■ **Task objective**
What you return should match the entries below exactly, only without the images.

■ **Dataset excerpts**
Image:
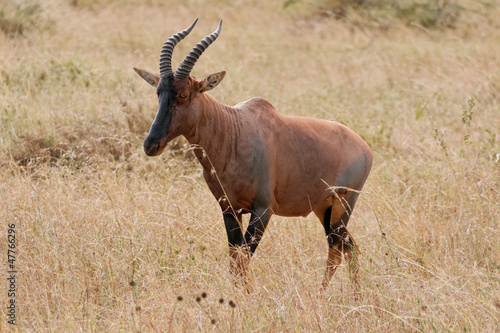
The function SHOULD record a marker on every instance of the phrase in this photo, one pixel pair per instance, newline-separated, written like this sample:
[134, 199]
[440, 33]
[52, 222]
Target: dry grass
[108, 238]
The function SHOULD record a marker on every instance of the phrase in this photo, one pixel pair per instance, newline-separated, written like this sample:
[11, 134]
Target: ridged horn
[186, 66]
[168, 49]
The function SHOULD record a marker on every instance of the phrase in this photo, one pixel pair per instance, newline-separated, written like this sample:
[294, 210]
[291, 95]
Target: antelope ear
[150, 78]
[211, 81]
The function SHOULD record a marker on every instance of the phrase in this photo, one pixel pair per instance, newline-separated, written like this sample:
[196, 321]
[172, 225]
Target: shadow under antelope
[258, 161]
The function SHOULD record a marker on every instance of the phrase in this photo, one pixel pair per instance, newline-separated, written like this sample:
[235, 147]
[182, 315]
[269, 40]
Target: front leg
[258, 222]
[233, 224]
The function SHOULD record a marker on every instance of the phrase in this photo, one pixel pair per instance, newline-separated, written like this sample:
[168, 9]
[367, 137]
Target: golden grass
[108, 238]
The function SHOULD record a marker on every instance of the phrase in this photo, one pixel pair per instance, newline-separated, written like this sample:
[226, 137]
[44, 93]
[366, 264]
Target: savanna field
[110, 240]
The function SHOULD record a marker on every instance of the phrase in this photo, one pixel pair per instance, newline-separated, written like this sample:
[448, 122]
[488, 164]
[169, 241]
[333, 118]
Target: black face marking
[167, 95]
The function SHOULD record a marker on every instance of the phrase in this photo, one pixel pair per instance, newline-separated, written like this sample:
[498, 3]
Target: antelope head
[178, 92]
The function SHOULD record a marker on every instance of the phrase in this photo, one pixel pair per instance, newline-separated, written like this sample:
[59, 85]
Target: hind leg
[334, 214]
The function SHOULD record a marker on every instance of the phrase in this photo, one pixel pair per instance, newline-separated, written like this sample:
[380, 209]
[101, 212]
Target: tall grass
[111, 240]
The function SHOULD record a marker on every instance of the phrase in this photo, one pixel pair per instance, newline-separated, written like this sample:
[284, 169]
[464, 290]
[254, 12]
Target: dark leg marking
[258, 223]
[233, 229]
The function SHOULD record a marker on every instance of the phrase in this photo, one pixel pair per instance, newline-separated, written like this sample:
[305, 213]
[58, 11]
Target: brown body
[258, 153]
[259, 161]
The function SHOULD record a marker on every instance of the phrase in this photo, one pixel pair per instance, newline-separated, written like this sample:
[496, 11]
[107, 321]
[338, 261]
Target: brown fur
[258, 160]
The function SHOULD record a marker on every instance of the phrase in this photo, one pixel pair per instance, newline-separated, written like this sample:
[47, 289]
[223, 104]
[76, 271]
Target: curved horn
[168, 49]
[185, 68]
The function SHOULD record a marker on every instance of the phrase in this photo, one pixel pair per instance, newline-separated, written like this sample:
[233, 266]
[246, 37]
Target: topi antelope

■ **Task solution**
Image:
The function SHOULD record a marker on every instance of the phrase in this photo, one pixel pair per instance, newline-separated, written like this sample:
[134, 199]
[440, 33]
[52, 222]
Target: dry grass
[108, 238]
The function SHOULD record a marker on every instance of the phrase in this photo, one pixel pair per instance, newline-separated, written like this sample:
[11, 134]
Target: ridged horn
[186, 66]
[168, 49]
The function SHOULD record a marker on every instance of the phrase in this photo, one pixel pair per instance, newline-separated, written like this sample:
[294, 210]
[291, 95]
Target: antelope ear
[150, 78]
[211, 81]
The function SHOULD record a marker on every instance of the phrase in this photo, one pixel pair per instance, newline-separated, written like this sample:
[196, 321]
[172, 225]
Target: shadow under antelope
[258, 161]
The function SHOULD record a marker on every instance of the phrase in this photo, one pixel pair per instance, newline-separated, written like this sample:
[235, 147]
[182, 315]
[269, 40]
Target: front leg
[258, 222]
[233, 224]
The function SHOULD record a marker on every instance of the phrase in this photo, one pixel pair per instance, newline-separated, written like this sample:
[168, 9]
[367, 137]
Target: golden grass
[108, 238]
The function SHOULD record a marker on every instance of the phrase in this photo, one pixel pair per instance, newline-separated, written like this sample:
[226, 137]
[44, 93]
[366, 264]
Target: savanna field
[110, 240]
The function SHOULD record a marker on every instance of the phrase in this photo, one pixel pair per instance, newline-separated, written like this sample:
[448, 122]
[488, 164]
[169, 241]
[333, 118]
Target: black face marking
[167, 95]
The function SHOULD record a marker on every instance of the phrase in this photo, one pixel pair per instance, newline-separated, written like this sample:
[498, 3]
Target: antelope head
[178, 92]
The function SHOULD record a marker on every instance of the phrase in this photo, one pixel pair per instance, newline-separated, written like this sample:
[59, 85]
Target: hind leg
[334, 214]
The function SHOULD record a marker on every instance of the phrase in this photo, one pixel pair per instance, newline-separated, written like this sample:
[380, 209]
[101, 212]
Target: tall grass
[111, 240]
The function SHOULD record a marker on every instance of the phrase in this photo, one pixel pair per instance, newline-separated, written like this sample:
[284, 169]
[464, 290]
[254, 12]
Target: dark leg marking
[258, 223]
[233, 229]
The function SHOULD record a marker on every instance of the phrase in this photo, one pixel pair per instance, newline-separated, written like this sample:
[305, 213]
[58, 11]
Target: brown body
[258, 153]
[259, 161]
The function SHOULD record a marker on every instance of the phrase in this photo, one pixel pair per instance, newline-separated, written like this sample:
[496, 11]
[107, 321]
[338, 261]
Target: brown fur
[258, 160]
The function SHOULD record a marker on every instance of the phrase in this photo, one pixel pair per instance, newline-separated, written like this sample:
[47, 289]
[223, 104]
[76, 271]
Target: curved horn
[168, 49]
[185, 68]
The function SHOULD record a marker on every instance of the phrase in this photo, one pixel pair per instance, newline-separated, written like this sample:
[233, 266]
[246, 37]
Target: topi antelope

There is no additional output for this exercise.